====== INFORMATION SUPPLIED ======

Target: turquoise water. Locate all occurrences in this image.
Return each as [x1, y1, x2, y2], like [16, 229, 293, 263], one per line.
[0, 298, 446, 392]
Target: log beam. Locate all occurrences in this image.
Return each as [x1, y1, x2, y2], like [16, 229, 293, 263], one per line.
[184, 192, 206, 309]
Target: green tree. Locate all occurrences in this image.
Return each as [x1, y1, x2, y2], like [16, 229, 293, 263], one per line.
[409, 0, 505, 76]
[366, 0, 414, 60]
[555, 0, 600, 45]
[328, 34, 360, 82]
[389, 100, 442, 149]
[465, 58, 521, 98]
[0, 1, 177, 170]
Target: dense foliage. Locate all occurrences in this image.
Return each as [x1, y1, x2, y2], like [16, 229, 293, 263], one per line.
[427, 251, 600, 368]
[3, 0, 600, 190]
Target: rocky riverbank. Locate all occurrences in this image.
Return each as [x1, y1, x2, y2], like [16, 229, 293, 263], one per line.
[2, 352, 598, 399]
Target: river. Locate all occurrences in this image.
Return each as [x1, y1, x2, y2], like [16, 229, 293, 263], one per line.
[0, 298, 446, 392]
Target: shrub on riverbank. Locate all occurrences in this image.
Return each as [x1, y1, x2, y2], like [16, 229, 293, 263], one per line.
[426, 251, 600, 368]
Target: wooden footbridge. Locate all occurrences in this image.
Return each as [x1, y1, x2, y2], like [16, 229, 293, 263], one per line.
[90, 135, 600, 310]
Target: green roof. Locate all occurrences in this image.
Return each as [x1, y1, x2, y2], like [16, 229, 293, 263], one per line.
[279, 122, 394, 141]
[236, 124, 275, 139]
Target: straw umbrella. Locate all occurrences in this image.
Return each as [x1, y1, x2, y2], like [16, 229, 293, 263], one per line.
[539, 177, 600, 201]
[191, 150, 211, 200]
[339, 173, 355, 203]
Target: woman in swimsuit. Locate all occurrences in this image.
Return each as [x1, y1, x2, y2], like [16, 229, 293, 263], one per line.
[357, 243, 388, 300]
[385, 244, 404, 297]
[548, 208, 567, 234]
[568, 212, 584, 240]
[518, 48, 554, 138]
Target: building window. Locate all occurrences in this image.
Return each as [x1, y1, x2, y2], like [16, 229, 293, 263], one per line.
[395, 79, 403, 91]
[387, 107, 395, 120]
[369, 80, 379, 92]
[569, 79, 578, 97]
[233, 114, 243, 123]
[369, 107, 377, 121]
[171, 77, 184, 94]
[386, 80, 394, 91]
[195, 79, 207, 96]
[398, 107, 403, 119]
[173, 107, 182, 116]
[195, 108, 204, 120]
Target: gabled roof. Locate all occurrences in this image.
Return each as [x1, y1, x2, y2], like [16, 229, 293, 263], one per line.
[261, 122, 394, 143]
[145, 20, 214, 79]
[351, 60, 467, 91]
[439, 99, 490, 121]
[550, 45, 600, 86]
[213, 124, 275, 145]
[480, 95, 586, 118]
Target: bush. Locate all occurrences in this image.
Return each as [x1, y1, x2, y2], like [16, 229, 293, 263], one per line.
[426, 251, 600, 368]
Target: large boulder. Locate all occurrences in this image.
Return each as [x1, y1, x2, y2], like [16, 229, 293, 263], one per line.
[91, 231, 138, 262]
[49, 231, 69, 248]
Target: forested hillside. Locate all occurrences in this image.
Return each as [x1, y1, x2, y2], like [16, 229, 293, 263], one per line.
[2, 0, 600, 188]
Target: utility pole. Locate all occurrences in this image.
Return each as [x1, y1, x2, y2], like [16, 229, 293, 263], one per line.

======
====== INFORMATION SUPPLIED ======

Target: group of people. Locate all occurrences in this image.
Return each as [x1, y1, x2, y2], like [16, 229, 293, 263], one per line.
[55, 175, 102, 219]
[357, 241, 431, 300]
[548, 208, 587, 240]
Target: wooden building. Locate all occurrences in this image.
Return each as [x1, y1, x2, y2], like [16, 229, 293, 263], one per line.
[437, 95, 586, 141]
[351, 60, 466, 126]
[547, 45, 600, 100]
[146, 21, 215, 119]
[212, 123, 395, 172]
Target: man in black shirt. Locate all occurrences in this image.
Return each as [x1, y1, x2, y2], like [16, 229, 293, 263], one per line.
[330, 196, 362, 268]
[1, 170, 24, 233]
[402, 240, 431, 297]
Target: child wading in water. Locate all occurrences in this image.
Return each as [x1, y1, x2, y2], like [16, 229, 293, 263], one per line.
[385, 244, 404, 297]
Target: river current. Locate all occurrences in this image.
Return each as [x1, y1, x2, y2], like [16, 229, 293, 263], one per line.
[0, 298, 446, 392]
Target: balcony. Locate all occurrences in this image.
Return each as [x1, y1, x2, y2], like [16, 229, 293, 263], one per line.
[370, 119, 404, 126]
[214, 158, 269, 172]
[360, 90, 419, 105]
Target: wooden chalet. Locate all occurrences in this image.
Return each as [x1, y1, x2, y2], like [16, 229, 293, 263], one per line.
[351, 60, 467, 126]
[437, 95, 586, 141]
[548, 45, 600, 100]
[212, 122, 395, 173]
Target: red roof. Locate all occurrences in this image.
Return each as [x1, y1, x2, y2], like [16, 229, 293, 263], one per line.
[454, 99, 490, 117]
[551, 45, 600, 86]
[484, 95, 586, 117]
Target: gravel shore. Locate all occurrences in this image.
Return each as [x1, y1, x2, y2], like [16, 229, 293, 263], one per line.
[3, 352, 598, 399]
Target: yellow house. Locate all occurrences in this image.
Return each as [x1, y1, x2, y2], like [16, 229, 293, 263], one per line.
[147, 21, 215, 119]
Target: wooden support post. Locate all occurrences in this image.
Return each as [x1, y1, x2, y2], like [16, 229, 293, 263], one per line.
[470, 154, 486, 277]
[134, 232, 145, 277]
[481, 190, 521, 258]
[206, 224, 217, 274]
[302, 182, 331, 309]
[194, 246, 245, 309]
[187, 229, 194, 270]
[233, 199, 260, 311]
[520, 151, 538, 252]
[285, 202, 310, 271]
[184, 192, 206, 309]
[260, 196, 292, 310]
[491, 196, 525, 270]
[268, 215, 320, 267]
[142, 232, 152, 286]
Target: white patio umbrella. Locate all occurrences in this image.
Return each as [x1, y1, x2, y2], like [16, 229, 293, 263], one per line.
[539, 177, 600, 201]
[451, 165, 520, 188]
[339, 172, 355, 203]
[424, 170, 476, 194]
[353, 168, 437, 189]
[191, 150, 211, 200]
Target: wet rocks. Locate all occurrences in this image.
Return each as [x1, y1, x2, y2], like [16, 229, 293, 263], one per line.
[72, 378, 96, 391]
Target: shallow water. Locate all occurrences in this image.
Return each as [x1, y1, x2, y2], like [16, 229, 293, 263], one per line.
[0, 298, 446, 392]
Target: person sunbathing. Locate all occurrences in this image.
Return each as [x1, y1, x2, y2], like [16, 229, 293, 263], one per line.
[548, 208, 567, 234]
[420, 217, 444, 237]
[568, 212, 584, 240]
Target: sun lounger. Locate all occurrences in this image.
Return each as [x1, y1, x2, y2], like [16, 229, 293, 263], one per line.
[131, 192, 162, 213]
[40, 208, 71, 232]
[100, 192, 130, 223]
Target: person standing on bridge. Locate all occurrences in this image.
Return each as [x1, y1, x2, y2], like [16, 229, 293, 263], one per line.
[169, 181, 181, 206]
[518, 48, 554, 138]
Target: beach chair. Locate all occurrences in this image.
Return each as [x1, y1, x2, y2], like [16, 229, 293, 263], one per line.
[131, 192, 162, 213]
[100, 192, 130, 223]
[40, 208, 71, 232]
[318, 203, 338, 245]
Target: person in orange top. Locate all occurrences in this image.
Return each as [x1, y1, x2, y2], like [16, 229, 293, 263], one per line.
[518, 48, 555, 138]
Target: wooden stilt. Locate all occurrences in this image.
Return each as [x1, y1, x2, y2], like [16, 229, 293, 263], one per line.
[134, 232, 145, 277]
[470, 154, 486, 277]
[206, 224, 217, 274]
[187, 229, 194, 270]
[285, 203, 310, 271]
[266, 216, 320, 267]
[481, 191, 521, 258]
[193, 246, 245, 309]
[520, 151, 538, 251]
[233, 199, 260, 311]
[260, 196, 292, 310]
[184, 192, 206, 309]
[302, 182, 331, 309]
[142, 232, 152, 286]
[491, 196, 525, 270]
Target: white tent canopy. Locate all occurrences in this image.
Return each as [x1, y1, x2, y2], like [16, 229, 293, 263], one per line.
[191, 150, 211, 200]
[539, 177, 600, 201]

======
====== INFORMATION SUPPLIED ======

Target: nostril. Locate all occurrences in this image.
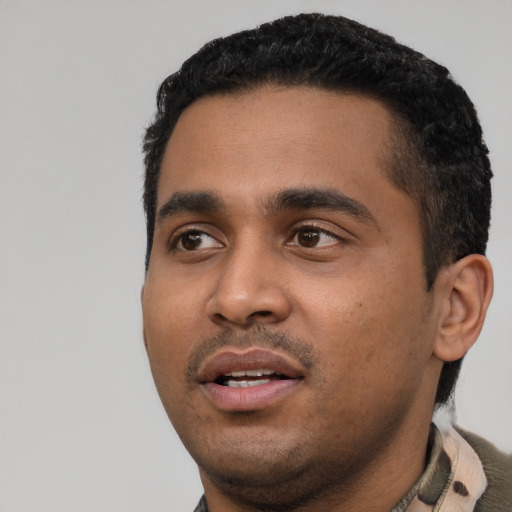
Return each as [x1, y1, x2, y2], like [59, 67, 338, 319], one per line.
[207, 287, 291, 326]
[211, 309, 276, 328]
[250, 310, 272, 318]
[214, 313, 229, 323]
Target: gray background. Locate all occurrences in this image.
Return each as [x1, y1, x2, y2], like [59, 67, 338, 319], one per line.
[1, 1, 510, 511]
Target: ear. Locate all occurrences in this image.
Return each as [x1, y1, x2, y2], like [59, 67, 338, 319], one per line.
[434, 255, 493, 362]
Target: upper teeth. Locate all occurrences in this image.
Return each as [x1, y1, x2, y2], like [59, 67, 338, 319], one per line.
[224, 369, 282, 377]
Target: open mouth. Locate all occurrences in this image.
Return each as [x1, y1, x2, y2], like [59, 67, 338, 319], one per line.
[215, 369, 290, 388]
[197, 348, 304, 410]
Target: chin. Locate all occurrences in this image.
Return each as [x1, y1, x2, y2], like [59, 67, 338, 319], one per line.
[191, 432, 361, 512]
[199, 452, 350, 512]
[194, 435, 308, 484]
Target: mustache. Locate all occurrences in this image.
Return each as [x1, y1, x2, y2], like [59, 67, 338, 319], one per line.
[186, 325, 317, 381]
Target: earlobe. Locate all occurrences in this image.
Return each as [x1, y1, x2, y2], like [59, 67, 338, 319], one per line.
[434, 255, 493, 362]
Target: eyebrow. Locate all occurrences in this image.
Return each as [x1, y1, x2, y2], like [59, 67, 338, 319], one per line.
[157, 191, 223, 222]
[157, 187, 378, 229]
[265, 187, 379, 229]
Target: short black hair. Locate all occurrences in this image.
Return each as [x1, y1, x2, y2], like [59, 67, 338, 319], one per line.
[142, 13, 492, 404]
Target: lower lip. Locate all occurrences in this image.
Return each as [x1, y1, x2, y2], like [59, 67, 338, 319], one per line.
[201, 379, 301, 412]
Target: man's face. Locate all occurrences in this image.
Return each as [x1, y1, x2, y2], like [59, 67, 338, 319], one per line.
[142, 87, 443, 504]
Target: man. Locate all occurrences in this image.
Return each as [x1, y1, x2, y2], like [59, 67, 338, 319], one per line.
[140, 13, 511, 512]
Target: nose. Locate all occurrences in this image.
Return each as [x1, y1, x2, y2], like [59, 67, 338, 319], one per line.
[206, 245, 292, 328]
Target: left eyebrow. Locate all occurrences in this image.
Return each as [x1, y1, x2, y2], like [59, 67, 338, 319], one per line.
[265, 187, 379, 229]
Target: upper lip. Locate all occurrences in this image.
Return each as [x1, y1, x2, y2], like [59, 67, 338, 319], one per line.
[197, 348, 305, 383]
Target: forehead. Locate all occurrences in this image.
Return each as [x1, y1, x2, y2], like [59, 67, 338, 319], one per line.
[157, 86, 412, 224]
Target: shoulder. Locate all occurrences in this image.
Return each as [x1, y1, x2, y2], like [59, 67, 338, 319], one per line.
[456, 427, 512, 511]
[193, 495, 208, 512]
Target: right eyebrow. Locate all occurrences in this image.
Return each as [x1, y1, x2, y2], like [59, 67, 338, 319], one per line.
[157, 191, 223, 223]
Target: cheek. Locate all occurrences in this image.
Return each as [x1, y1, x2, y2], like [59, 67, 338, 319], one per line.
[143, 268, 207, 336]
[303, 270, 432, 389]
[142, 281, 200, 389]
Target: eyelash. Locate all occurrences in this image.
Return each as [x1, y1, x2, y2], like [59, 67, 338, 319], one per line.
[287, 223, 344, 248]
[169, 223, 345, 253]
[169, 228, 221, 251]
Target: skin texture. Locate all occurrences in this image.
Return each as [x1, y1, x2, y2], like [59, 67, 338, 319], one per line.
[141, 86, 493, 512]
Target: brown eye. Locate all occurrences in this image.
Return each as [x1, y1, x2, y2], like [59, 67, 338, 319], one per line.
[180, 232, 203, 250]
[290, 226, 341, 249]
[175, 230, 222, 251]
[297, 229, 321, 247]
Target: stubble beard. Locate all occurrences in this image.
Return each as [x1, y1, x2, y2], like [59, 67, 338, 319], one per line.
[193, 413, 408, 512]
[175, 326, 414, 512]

======

### EXERCISE INSTRUCTIONS
Extract each line from the listing that holds the word "building".

### SOLVED PROBLEM
Target: building window. Locate all occurrences in this image.
Target: wooden building. Locate all occurrences in this image.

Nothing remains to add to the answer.